Extracted text:
###

Cauchy Sequences and Convergence

[LCKurtz]

$M>N_1$ that you defined? I have the feeling that I have to start learning analysis from scratch again ...

Maybe so. This is like pulling teeth. I have already given more help than I should on this forum.

That will make $p<\epsilon/2$. You need both p and q to be less than $\epsilon/2$. How big does M need to be so that if $n>M$ they both work? You should be able to figure that out.

 

[Seth|MMORSE]

Maybe so. This is like pulling teeth. I have already given more help than I should on this forum.

That will make $p<\epsilon/2$. You need both p and q to be less than $\epsilon/2$. How big does M need to be so that if $n>M$ they both work? You should be able to figure that out.

Since for $n>N$, we are able to get $|b_n-a|<\epsilon$ ...

###

(Items from a labeling collection)
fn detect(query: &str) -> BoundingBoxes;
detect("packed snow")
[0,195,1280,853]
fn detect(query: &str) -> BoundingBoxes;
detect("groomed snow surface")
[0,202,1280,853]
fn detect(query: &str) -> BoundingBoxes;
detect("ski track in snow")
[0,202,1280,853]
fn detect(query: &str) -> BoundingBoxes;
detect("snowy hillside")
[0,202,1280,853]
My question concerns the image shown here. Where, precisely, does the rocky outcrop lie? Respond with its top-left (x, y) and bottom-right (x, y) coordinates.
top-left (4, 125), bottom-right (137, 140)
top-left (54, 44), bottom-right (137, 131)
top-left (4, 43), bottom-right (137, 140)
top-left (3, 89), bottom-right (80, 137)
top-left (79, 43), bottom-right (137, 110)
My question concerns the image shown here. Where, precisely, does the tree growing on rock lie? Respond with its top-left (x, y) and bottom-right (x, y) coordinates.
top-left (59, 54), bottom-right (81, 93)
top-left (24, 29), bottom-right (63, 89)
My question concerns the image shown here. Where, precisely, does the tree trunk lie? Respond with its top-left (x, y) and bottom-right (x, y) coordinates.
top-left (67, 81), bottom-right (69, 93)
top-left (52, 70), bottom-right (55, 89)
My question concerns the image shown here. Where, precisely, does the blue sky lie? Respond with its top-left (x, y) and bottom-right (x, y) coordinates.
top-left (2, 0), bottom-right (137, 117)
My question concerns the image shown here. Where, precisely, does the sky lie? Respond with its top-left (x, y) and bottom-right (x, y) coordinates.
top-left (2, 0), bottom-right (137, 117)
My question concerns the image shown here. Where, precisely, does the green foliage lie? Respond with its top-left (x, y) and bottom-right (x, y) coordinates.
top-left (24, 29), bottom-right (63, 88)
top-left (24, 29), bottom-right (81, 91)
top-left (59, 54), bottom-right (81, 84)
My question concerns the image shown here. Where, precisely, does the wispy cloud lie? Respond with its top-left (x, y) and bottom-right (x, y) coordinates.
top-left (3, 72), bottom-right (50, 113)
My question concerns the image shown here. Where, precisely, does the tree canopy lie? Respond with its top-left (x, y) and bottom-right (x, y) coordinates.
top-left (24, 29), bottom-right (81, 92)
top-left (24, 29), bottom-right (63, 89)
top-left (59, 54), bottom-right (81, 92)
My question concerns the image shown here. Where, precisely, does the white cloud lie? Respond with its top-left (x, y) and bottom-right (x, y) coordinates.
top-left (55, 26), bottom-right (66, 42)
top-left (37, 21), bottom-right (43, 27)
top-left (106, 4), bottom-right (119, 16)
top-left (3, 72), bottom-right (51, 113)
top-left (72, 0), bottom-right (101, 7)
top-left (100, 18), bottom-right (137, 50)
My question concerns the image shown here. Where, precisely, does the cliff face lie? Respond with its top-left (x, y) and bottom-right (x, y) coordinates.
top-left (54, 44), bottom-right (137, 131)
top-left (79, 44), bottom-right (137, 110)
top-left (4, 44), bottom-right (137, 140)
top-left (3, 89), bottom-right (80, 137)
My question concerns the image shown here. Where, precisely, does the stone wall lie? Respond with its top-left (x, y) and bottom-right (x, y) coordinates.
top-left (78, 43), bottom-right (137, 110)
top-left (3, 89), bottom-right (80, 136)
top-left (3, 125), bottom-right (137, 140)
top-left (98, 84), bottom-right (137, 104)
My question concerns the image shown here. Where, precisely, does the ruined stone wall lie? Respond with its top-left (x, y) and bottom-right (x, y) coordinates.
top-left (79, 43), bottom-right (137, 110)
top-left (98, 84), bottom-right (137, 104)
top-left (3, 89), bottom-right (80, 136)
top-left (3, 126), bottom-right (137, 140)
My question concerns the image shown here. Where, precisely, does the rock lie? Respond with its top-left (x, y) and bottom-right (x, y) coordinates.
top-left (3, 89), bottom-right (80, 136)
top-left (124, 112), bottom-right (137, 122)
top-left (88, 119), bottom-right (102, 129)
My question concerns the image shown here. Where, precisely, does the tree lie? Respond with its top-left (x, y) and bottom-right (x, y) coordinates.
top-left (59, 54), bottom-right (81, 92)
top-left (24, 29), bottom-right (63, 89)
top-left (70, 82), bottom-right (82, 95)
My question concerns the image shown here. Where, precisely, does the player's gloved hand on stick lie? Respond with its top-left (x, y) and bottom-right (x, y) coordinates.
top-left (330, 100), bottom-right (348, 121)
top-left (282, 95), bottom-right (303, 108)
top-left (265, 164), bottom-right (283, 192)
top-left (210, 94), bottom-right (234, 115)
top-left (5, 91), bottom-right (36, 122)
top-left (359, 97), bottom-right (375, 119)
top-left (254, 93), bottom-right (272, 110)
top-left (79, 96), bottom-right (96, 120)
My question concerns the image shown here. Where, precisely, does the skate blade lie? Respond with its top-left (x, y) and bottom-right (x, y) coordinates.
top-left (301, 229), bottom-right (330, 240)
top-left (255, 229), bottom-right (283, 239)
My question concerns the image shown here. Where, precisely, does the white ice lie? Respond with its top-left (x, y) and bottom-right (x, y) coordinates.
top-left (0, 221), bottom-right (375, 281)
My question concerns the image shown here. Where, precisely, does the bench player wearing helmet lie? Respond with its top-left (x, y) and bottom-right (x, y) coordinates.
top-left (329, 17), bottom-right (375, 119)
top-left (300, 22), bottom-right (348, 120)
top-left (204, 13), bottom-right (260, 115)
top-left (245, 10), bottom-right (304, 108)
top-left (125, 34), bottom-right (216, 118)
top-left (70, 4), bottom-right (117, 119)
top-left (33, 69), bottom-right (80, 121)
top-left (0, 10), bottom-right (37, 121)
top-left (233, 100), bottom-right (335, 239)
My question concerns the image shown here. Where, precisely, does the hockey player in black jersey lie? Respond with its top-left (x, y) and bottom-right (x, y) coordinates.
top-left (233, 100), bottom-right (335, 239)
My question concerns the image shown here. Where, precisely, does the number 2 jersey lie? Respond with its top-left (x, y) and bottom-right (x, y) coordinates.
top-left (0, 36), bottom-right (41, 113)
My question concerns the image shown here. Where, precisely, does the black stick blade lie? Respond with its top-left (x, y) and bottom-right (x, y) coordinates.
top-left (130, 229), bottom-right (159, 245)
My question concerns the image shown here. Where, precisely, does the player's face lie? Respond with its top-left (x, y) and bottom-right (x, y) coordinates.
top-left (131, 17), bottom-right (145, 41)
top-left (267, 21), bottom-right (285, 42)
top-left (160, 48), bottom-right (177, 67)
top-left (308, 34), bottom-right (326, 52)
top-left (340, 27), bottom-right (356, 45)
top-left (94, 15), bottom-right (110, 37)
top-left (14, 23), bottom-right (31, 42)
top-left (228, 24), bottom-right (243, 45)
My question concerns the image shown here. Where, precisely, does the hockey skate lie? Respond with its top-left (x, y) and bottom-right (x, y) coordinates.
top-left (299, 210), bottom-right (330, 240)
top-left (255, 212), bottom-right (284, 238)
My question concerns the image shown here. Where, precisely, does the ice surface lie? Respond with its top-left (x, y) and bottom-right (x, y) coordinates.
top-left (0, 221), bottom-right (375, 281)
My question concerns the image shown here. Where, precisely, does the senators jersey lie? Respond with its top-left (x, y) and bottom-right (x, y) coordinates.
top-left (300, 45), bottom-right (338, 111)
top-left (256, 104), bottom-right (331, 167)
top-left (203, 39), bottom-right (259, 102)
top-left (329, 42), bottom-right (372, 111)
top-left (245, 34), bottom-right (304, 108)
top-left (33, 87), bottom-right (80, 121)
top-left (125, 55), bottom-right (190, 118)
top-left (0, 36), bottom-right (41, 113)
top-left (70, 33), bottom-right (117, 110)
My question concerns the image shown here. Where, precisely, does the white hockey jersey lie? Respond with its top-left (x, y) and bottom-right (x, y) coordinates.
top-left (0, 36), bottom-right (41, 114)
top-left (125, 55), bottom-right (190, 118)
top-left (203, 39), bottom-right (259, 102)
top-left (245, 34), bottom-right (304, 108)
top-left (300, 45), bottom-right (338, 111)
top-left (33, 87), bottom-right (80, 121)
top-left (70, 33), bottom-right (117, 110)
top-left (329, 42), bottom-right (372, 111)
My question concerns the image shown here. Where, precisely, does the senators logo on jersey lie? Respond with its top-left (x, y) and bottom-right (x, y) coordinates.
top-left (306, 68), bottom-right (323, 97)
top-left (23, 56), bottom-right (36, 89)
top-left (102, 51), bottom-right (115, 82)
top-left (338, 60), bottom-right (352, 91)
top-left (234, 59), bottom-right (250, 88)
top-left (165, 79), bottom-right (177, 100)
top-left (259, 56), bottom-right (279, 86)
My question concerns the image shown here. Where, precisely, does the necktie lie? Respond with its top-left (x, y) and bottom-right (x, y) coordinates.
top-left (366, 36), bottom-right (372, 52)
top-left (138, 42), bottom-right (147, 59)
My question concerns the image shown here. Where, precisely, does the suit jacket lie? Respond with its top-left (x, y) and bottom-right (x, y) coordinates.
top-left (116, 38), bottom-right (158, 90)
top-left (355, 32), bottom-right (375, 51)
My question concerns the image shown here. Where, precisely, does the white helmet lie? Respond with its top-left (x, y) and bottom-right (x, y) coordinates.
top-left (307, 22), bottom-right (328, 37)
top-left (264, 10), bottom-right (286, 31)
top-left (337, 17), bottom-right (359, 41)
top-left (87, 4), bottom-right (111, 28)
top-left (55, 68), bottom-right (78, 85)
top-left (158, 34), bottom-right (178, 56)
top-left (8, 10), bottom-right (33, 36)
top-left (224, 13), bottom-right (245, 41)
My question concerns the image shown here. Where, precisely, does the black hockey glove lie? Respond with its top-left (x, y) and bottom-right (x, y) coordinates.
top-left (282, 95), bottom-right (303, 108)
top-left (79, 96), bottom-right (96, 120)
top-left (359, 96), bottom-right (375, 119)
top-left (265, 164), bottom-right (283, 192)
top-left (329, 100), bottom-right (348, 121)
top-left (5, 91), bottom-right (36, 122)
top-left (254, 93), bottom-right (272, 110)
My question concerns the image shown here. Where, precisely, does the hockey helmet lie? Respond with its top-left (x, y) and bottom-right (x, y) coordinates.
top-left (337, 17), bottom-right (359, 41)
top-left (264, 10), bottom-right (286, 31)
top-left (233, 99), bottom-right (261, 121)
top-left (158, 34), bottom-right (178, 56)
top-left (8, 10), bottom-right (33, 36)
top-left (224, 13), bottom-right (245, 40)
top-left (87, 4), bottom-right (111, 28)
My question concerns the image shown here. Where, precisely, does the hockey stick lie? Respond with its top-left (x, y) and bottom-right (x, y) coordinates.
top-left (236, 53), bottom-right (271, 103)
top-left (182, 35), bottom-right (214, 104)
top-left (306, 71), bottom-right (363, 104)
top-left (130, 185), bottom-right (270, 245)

###

Copy the passage from the forum thread on Cauchy sequences, starting at "[Seth|MMORSE]" and continuing up to and including "get $|b_n-a|<\epsilon$ ...".

Result of this task:
[Seth|MMORSE]

Maybe so. This is like pulling teeth. I have already given more help than I should on this forum.

That will make $p<\epsilon/2$. You need both p and q to be less than $\epsilon/2$. How big does M need to be so that if $n>M$ they both work? You should be able to figure that out.

Since for $n>N$, we are able to get $|b_n-a|<\epsilon$ ...